» WHAT IS ASKED
Convert the material into a Markdown table with the columns No. and Text. Start at the line that contains "Look at the photo above. For each instance of the black" and go on through the end of the material, leaving out blank lines and the pictures.
━━━━━━━━━━━━━━━━━━━━
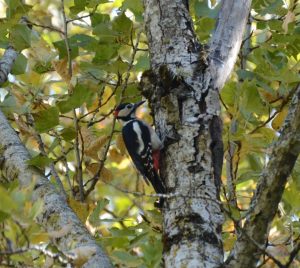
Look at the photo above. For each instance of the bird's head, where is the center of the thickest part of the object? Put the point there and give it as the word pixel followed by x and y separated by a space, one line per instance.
pixel 126 111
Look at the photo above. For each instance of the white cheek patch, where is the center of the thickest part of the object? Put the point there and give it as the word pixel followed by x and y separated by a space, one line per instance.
pixel 138 132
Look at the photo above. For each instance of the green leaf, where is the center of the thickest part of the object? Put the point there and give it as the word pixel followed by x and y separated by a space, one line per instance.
pixel 43 67
pixel 20 65
pixel 142 64
pixel 85 41
pixel 94 217
pixel 94 70
pixel 68 134
pixel 7 203
pixel 117 66
pixel 20 36
pixel 104 53
pixel 98 18
pixel 3 216
pixel 46 119
pixel 122 24
pixel 40 161
pixel 136 6
pixel 79 96
pixel 116 242
pixel 61 46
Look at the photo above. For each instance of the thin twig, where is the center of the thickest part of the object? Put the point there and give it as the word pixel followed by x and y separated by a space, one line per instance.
pixel 76 123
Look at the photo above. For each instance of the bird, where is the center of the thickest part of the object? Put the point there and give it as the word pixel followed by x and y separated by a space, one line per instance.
pixel 142 144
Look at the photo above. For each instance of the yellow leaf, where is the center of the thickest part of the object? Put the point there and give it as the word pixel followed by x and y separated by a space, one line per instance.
pixel 120 144
pixel 24 128
pixel 81 209
pixel 93 144
pixel 279 119
pixel 18 94
pixel 106 174
pixel 61 67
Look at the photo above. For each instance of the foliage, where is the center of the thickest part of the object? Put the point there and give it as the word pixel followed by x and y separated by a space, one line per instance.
pixel 64 88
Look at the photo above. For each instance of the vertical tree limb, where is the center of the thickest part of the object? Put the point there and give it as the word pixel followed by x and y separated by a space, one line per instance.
pixel 271 184
pixel 183 90
pixel 56 213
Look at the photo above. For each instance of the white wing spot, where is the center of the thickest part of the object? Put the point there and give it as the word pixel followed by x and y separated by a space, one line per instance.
pixel 138 132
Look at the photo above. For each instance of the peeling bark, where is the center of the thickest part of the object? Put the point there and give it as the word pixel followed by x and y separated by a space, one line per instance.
pixel 183 91
pixel 264 204
pixel 56 213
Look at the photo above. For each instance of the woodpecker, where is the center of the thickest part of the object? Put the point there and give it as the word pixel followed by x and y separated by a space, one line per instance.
pixel 142 143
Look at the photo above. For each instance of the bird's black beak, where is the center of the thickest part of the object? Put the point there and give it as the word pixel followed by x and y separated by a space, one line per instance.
pixel 136 105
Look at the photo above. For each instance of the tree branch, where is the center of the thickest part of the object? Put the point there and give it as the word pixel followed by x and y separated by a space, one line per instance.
pixel 227 38
pixel 269 191
pixel 6 63
pixel 56 213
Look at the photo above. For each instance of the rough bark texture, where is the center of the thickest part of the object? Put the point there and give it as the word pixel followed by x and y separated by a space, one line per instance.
pixel 6 63
pixel 183 89
pixel 264 204
pixel 56 213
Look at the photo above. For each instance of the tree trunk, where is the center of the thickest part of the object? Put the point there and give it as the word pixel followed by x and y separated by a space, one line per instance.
pixel 183 90
pixel 56 215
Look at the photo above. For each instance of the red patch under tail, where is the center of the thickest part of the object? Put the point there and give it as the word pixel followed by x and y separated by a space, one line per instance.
pixel 156 157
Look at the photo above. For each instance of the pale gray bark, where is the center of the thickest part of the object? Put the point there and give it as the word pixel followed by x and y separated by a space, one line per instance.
pixel 182 88
pixel 56 214
pixel 252 237
pixel 6 63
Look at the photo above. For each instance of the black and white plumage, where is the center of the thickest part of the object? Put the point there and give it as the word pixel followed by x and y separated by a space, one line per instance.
pixel 142 143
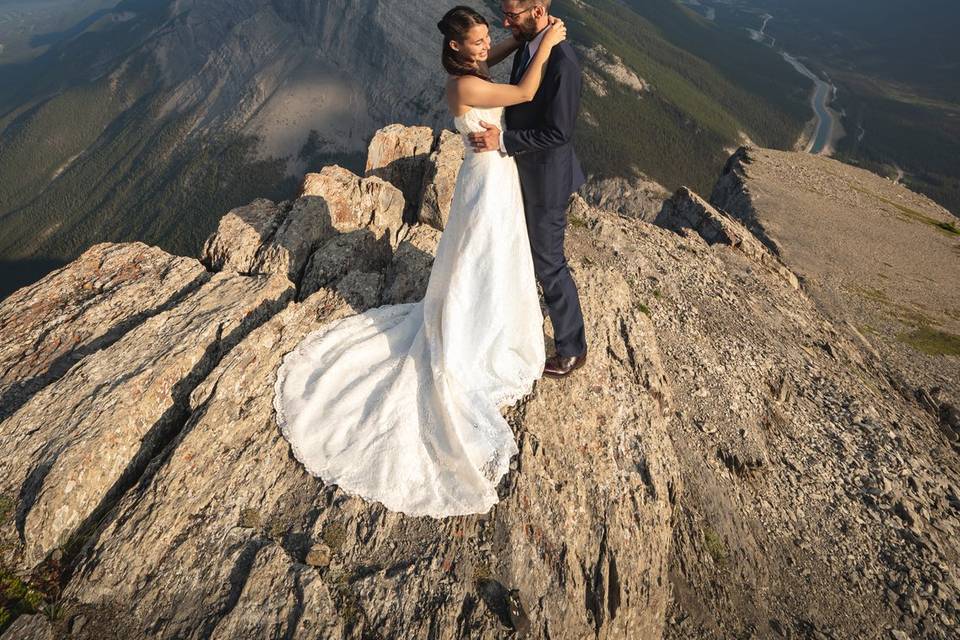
━━━━━━━━━━━━━━━━━━━━
» FINISHED TASK
| No. | Text |
|---|---|
| 1 | Look at the photo above. For each instance of the black and white plumage, where is the center of the thickest part of the object? Put the point there and give it as the word pixel followed by x and y separated by a space, one line per instance. |
| 2 | pixel 142 143 |